Exercise prompt: Here the whole listing must be retyped exactly, with no line omitted.

Data:
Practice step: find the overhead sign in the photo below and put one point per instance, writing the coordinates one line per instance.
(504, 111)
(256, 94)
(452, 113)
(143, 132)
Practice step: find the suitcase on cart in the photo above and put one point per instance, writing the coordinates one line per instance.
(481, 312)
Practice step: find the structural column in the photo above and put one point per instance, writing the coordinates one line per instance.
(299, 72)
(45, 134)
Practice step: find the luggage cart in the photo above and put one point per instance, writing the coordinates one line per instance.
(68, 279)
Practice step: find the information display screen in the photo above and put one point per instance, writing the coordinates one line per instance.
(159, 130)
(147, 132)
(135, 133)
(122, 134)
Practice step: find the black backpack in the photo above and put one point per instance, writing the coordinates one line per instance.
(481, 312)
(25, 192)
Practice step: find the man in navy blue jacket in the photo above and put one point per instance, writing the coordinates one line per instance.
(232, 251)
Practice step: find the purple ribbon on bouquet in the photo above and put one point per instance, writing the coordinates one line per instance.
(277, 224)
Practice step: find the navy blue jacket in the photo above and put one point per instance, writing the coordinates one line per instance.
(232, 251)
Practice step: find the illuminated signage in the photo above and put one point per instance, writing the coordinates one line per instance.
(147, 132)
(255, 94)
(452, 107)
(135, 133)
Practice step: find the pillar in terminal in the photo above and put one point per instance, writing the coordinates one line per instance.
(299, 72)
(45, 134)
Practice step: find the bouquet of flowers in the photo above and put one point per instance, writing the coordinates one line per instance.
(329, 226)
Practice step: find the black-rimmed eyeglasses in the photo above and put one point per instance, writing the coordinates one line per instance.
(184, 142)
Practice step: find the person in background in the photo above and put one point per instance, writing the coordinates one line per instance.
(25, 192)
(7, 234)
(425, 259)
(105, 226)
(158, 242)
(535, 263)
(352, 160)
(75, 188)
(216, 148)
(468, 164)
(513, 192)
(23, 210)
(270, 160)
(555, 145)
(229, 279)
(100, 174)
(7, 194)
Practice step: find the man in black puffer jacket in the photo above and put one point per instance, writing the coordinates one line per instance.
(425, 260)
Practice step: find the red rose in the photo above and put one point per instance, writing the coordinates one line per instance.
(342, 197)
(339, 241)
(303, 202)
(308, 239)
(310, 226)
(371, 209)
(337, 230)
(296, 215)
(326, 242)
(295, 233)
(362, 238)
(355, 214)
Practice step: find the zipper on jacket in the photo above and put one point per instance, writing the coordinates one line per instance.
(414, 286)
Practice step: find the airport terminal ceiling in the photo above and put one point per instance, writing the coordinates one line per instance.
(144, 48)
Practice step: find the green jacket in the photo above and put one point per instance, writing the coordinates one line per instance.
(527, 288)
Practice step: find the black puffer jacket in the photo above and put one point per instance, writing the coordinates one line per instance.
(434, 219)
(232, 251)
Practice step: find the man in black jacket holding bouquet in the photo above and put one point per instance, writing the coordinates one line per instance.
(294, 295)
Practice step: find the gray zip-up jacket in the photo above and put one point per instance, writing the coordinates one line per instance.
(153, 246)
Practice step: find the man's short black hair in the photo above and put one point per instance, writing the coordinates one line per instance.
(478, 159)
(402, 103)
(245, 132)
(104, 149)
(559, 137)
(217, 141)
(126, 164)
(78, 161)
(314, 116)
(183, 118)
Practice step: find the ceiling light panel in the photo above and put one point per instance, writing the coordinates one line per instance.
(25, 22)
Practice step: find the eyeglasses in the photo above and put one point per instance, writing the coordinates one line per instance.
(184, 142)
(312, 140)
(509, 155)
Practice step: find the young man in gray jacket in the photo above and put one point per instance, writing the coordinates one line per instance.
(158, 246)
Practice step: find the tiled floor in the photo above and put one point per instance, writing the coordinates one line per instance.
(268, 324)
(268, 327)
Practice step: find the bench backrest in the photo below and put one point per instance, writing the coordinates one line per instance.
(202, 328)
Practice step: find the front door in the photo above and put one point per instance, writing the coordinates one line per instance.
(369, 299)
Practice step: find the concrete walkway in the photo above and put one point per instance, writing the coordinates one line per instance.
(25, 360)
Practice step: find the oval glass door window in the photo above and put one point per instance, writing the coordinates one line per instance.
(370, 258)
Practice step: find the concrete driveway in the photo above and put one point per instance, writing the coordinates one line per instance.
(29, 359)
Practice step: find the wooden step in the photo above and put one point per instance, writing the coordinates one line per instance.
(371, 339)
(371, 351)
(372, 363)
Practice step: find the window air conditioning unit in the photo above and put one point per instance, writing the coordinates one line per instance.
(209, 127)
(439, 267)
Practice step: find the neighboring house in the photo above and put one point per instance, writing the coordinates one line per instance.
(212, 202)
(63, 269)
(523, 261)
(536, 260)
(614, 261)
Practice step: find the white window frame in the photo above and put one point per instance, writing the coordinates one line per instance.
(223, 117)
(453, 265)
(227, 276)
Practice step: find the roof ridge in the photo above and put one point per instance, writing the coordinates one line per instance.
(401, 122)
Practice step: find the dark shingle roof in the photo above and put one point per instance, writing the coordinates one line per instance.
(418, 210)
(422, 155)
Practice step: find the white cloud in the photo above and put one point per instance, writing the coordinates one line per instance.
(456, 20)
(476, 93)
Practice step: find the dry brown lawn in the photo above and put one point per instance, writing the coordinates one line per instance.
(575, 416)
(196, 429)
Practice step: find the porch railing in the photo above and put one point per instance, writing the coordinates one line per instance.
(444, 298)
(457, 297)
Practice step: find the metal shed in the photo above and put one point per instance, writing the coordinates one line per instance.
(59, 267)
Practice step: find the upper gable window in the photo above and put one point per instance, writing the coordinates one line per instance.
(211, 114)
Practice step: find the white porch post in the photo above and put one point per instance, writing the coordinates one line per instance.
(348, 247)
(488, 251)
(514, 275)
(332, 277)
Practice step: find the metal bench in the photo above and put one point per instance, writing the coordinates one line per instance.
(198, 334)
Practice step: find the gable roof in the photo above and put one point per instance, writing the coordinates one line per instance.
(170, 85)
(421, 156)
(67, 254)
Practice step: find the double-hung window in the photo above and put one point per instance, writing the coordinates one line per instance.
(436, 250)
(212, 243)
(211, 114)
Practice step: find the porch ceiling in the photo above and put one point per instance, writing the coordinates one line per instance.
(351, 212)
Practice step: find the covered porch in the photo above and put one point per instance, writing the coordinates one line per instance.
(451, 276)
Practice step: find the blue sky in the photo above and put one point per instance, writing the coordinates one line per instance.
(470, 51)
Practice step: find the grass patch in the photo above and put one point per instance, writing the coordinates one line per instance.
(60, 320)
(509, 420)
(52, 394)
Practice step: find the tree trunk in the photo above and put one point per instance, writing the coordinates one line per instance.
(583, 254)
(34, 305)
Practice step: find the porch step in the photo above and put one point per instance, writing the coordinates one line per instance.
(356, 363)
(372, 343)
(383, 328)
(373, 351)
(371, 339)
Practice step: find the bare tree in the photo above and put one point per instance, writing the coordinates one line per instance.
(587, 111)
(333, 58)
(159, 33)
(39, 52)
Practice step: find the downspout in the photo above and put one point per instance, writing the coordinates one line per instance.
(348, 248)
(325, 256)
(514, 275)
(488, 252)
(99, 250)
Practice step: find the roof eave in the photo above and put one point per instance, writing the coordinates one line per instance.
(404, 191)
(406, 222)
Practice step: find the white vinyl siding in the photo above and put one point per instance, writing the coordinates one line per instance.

Final answer:
Practice step: find the overhead sign in the photo below and put one point per instance, writing the coordinates one line per instance.
(504, 111)
(256, 94)
(452, 113)
(143, 132)
Practice step: find the suitcase on cart in the photo above and put one point per instance, writing the coordinates one line per instance.
(481, 312)
Practice step: find the structural column in the photo above and put one point per instance, writing the coordinates one line per instance.
(299, 72)
(45, 134)
Practice step: find the luggage cart in the photo above and put one point per instance, writing the coordinates one line per instance.
(68, 279)
Practice step: find the information display screen in the photo above and put one point per instance, writing the coordinates one line per instance.
(159, 130)
(147, 132)
(135, 133)
(122, 134)
Practice step: find the black backpack in the photo above and put one point per instance, writing the coordinates one line per instance.
(481, 312)
(25, 192)
Practice step: find the man in navy blue jacket in the photo above and put one point per instance, writing the coordinates one line per instance.
(232, 251)
Practice step: find the purple ribbon on bouquet in the photo above and put one point per instance, writing the coordinates one line per instance.
(277, 224)
Practice step: find the navy blue jacket in the photo above and put one point per instance, writing the coordinates one line per instance.
(232, 251)
Practice step: find the illuminated signage in the photo above and put one point per instance, writing the coordinates one line per instance.
(147, 132)
(255, 94)
(452, 107)
(135, 133)
Practice step: find the pillar in terminal in the photo above and put one point per instance, writing the coordinates one line per instance.
(299, 72)
(45, 134)
Practice step: find the bouquet of flowers in the photo above and put one point per instance, writing the coordinates one line per instance.
(329, 226)
Practice step: find the black-rimmed eyeglasses in the photo above and put one point per instance, writing the coordinates one line per instance.
(184, 142)
Practice step: find the person in background in the photo above and put one point per instance, writing the coordinates one line per instance.
(25, 192)
(7, 234)
(425, 259)
(105, 226)
(158, 242)
(535, 263)
(352, 160)
(75, 188)
(216, 148)
(468, 164)
(513, 192)
(23, 210)
(270, 160)
(555, 145)
(229, 279)
(100, 174)
(7, 194)
Practice step: find the man in black puffer jacket in the photo above and put one point per instance, writing the coordinates one line per instance.
(425, 260)
Practice step: find the red rose in the photo above and put one point per instance, writing the coordinates one line per instance.
(342, 197)
(339, 241)
(303, 202)
(308, 239)
(310, 226)
(371, 209)
(337, 230)
(296, 215)
(326, 242)
(295, 233)
(362, 238)
(355, 214)
Practice step: find the zipper on jacket in the photo above and put one point per instance, writing the coordinates one line per instance.
(414, 286)
Practice step: find the airport terminal ceiling in the photo above and put one point per instance, writing the coordinates one line per instance.
(144, 48)
Practice step: find the green jacket in the photo above and put one point per instance, writing the coordinates one line per instance.
(527, 288)
Practice step: find the black puffer jacket in the photo above and put one point per instance, writing the coordinates one line per instance.
(434, 219)
(232, 251)
Practice step: find the man in black jacket holding bouquet in the photo above and put one point per instance, writing the coordinates one line per instance.
(294, 295)
Practice step: find the gray zip-up jacket in the photo above and put one point per instance, writing the coordinates one line per instance.
(153, 246)
Practice step: find the man's short black hair in the photo above and put one point per instance, writing the coordinates one line per instance.
(478, 159)
(402, 103)
(245, 132)
(104, 149)
(559, 137)
(217, 141)
(126, 164)
(78, 161)
(314, 116)
(183, 118)
Practice step: find the ceiling light panel in the photo above and put one point per instance, writing the coordinates one line per instance.
(25, 22)
Practice step: find the eyeglasses in the photo above and put one point per instance, writing the coordinates one line per instance.
(184, 142)
(312, 140)
(509, 155)
Practice step: find the young man in gray jacket in the photo above and put one point per instance, writing the coordinates one line per instance.
(158, 246)
Practice step: find the tiled floor in the photo above and put one point per instance, writing the coordinates one line per instance.
(268, 324)
(268, 327)
Practice step: find the bench backrest in the photo below and put one point per instance, writing the coordinates one line per instance.
(202, 328)
Practice step: find the front door in the photo above and put one point per instance, writing the coordinates one line per instance.
(369, 299)
Practice step: find the concrete walkway in the photo above and put one point per instance, writing the coordinates one line per instance.
(25, 360)
Practice step: find the oval glass door window in the photo above and put one point per instance, writing the coordinates one line per instance.
(370, 258)
Practice step: find the concrete driveway in the photo above and put one point per instance, writing the coordinates one line per instance.
(29, 359)
Practice step: find the wooden step in the photo above and put one point per instance, writing the coordinates one line per instance.
(371, 339)
(371, 351)
(372, 363)
Practice step: find the window air conditioning unit in the photo above and put one point per instance, writing the coordinates one line per instance.
(209, 127)
(439, 267)
Practice step: find the neighboring house in the photo above and put one point per instance, writing the coordinates one line per instance.
(212, 202)
(63, 269)
(523, 261)
(536, 260)
(614, 261)
Practice step: find the white window frame in the photo above and put one point per instance, writing the coordinates one line per instance.
(223, 117)
(453, 265)
(227, 276)
Practice step: find the roof ridge in the photo above and put one point per instance, writing the coordinates one line per instance.
(401, 122)
Practice step: find the dark shingle roof in the photo above and put one point per instance, writing the coordinates one line per instance.
(418, 210)
(422, 155)
Practice step: find the white cloud in the photo above and put one point per instance, writing the coordinates one line per instance.
(456, 20)
(476, 93)
Practice step: find the dry brown lawn in the photo above and put one point per instance, writing the coordinates one line per instance.
(575, 416)
(196, 429)
Practice step: find the porch railing in the photo above and put one point per instance, writing the coordinates one line per instance.
(444, 298)
(457, 297)
Practice step: find the metal shed in the photo above and put one point per instance, writing the coordinates one line per instance.
(59, 267)
Practice step: find the upper gable window in the photo above and put one point per instance, writing the coordinates one line per instance.
(211, 114)
Practice step: find the white porch post in the photo above and put one point per instance, writing the coordinates one line per instance.
(348, 247)
(488, 251)
(514, 275)
(332, 277)
Practice step: find the metal bench in the photo above and put one point per instance, writing the coordinates one line per instance.
(198, 334)
Practice step: find the gable roof in the photo above and put one point per instance, writing the coordinates one line per instance.
(170, 85)
(421, 156)
(67, 254)
Practice step: find the double-hung window in the photo above and put one point per instance, writing the coordinates one line per instance.
(436, 250)
(212, 243)
(211, 114)
Practice step: find the porch ceiling in the photo above and put one point per instance, writing the coordinates one line per instance.
(351, 212)
Practice step: find the covered porch in the photo above and put one point per instance, writing the coordinates one line per instance.
(451, 276)
Practice step: find the blue sky in the photo above and put one point per instance, writing the coordinates one line per instance.
(470, 51)
Practice step: find the grass patch in the photo above and put one point per instance, writing the coordinates one line per instance.
(60, 320)
(509, 420)
(52, 394)
Practice step: find the tree trunk in the photo above and put one point per instance, writing the coordinates one line per instance.
(583, 254)
(34, 305)
Practice step: find the porch step in the photo above and put one point per instance, writing the coordinates one line per instance.
(356, 363)
(372, 343)
(383, 328)
(373, 351)
(371, 339)
Practice step: find the bare tree in the photo above and put one point per instance, writing the coordinates one line per instance.
(587, 111)
(333, 58)
(159, 33)
(39, 52)
Practice step: find the downspout in the photo above and put one point per instance, writing the coordinates one line per instance.
(348, 248)
(325, 256)
(514, 275)
(488, 252)
(99, 250)
Practice step: find the roof eave in the photo above and put one point per instance, writing the coordinates one line per instance.
(404, 191)
(406, 222)
Practice step: find the white vinyl siding in the photo above and put one point per instance, writing the coordinates one line per instance.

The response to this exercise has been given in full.